**AIM**
According to the outage notice below, where is the BIO authentication server backup running?

First announcement: https://mcssys.wordpress.com/2016/05/26/cels-systems-outage-june-17-19-2016/
Second announcement: https://mcssys.wordpress.com/2016/06/13/cels-systems-outage-june-17-19-2016-2/
For status updates during the outage you can follow our twitter account at https://twitter.com/mcssys
First, updates for BIO (MCS/CELS announcements follow this section):
I’m awaiting word that the switchover is complete, but we should have DHCP (network address assignment) switched over to CIS servers today, which means if a machine reboots during the outage, it will still come up. The BIO authentication server backup is running in the 221 data center and will stay up, so logins will continue to work. Y, Z, and X drives will be down. Linux systems will not be able to login to BIO or ANL accounts, and linux shared file systems will be down.
The canon copiers are now available on the CIS print server (which will stay up during the outage). You can see them here: \\printers.anl.gov. The printers installed are:
q104copier.sbc.anl.gov (iR-ADV 6055)
a102copier.bio.anl.gov (iR-ADV 6055)

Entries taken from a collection
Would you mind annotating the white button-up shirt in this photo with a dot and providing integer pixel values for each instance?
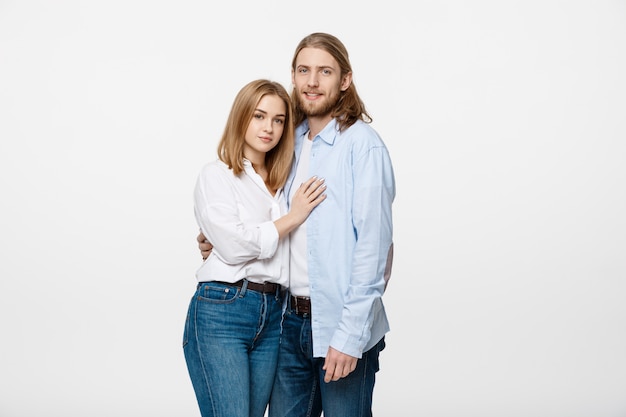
(237, 214)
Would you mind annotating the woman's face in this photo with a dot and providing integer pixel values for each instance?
(265, 128)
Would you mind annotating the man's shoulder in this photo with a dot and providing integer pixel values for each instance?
(364, 133)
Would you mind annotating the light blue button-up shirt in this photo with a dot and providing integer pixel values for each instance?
(348, 237)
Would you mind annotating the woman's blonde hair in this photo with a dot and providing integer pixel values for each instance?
(230, 148)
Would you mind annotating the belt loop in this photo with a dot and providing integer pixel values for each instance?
(244, 287)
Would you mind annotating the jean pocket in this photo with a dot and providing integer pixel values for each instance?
(217, 293)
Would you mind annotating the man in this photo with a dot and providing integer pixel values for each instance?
(334, 322)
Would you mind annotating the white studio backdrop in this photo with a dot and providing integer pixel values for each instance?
(506, 124)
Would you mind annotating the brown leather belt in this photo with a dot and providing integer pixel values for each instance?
(265, 288)
(301, 305)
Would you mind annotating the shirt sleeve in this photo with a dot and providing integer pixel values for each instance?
(218, 214)
(374, 192)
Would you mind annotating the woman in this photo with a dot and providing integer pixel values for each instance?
(232, 330)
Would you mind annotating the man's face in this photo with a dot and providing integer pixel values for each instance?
(318, 82)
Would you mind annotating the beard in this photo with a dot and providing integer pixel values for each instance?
(317, 109)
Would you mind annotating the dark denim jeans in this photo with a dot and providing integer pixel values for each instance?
(299, 387)
(231, 341)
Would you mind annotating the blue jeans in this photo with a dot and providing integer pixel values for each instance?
(299, 387)
(231, 341)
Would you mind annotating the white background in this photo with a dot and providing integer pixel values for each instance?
(506, 123)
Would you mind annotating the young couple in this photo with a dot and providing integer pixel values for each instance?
(296, 221)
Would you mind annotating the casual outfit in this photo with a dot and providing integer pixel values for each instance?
(339, 258)
(232, 330)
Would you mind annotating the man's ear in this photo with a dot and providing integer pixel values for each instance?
(347, 80)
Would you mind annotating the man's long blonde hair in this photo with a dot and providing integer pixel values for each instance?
(349, 107)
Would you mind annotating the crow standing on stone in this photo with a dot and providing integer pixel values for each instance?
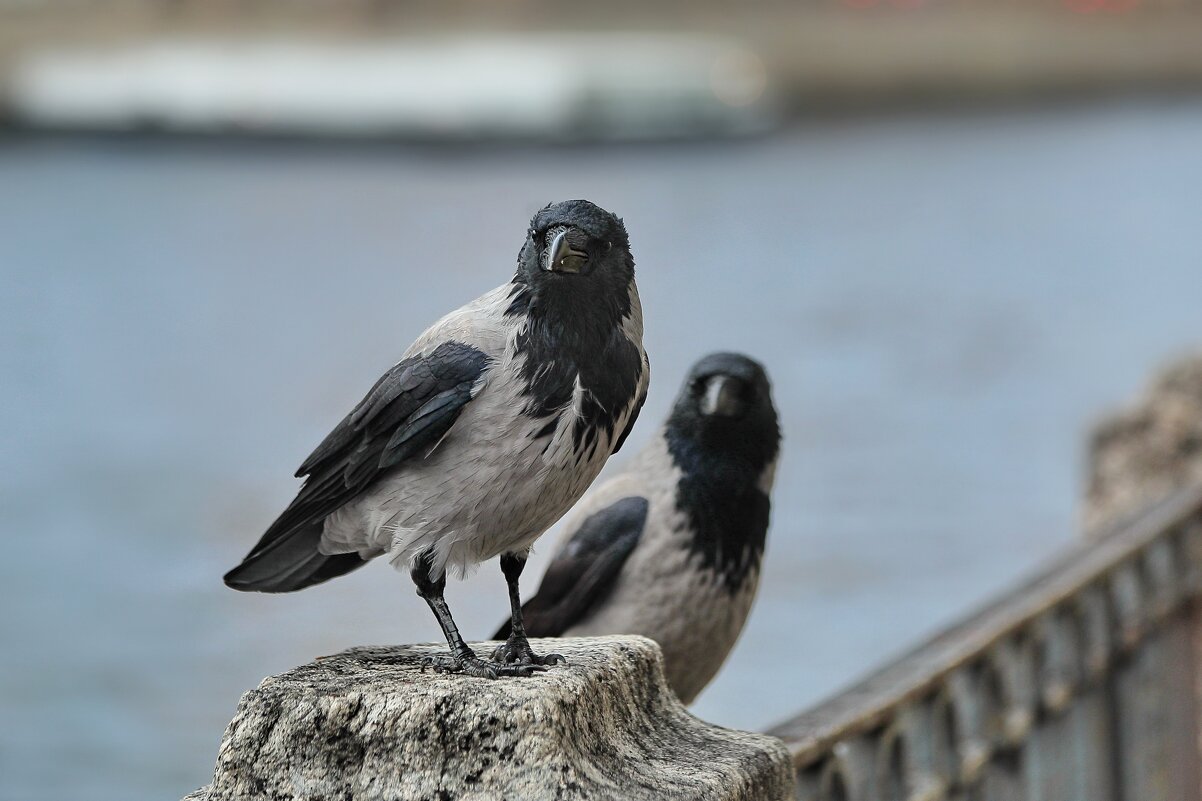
(493, 423)
(670, 549)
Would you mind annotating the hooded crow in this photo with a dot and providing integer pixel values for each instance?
(670, 549)
(491, 426)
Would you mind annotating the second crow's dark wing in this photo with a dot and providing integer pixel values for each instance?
(405, 415)
(584, 570)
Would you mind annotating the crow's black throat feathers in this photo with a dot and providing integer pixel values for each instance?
(721, 461)
(573, 327)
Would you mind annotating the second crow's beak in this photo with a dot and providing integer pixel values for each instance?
(723, 397)
(564, 257)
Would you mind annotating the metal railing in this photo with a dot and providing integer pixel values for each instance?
(1081, 684)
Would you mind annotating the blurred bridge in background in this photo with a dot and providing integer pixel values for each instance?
(1081, 686)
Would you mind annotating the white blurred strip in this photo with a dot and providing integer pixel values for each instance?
(557, 85)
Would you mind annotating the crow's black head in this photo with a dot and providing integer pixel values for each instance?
(576, 260)
(725, 413)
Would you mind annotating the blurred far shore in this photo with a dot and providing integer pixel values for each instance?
(541, 71)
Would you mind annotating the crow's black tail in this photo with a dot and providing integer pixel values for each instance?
(290, 562)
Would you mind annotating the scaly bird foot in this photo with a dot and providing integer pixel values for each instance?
(472, 665)
(518, 652)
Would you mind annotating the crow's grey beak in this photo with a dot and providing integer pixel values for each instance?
(564, 257)
(723, 397)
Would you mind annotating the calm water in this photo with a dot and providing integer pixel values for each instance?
(944, 302)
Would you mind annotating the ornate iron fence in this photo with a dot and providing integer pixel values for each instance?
(1082, 684)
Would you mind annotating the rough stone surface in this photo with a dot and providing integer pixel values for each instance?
(1149, 450)
(369, 723)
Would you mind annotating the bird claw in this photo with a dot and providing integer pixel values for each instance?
(478, 668)
(519, 654)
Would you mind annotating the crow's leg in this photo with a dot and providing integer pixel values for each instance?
(516, 650)
(462, 659)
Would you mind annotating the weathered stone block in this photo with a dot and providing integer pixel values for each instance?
(369, 723)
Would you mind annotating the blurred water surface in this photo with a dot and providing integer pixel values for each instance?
(945, 302)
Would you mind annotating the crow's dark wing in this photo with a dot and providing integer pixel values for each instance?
(584, 570)
(405, 415)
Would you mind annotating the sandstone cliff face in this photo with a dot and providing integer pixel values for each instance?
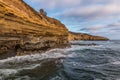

**RESULT**
It is running in the 221 data center.